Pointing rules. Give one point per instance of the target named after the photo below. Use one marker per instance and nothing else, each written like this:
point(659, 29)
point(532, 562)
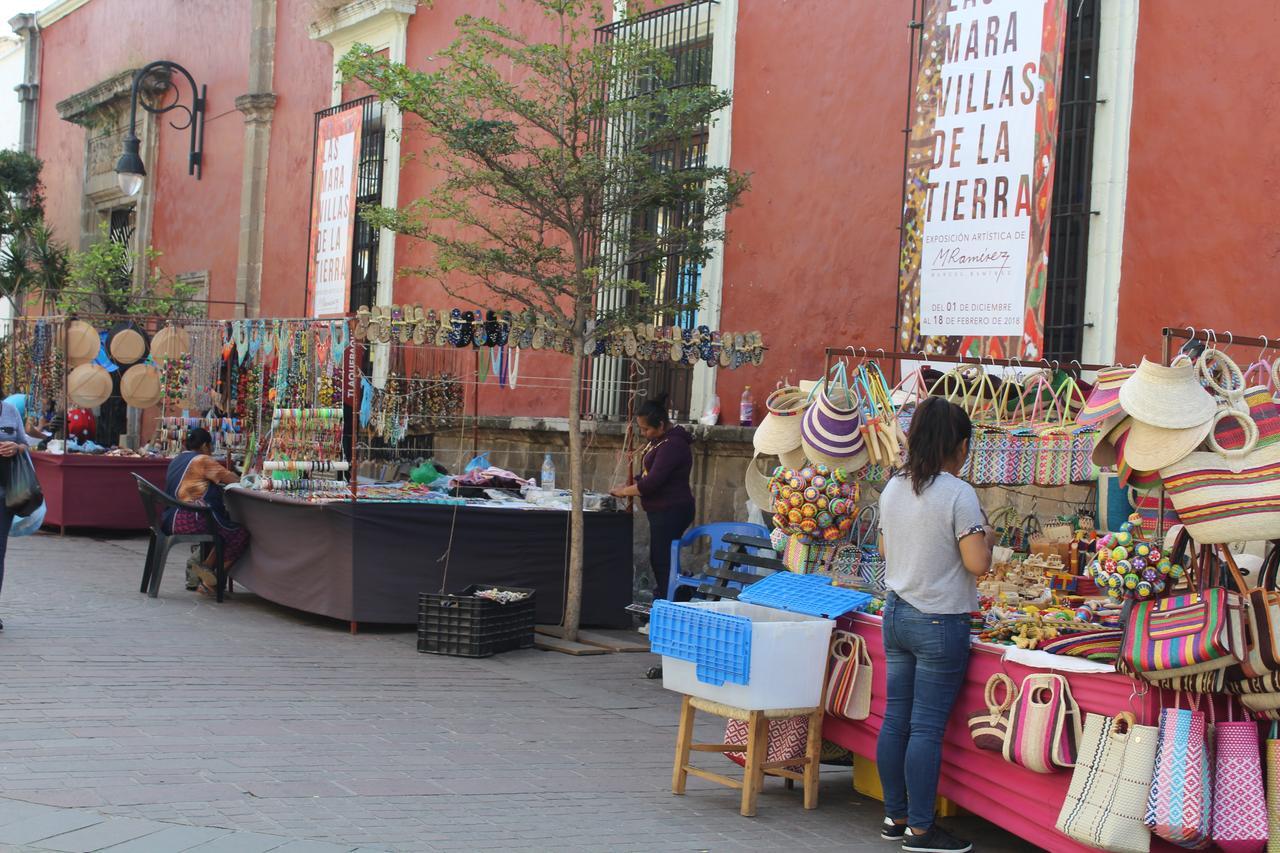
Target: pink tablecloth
point(1016, 799)
point(86, 491)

→ INSTRUCTIONS FOR THE TASK: Copy every line of the records above without any change, leaving the pictures out of your answer.

→ EXERCISE RESPONSE:
Pointing rules. Give one point per instance of the target named after the photo below. Use one marker per instance and nothing else, each written like this:
point(659, 29)
point(532, 562)
Target: pink tablecloth
point(1016, 799)
point(86, 491)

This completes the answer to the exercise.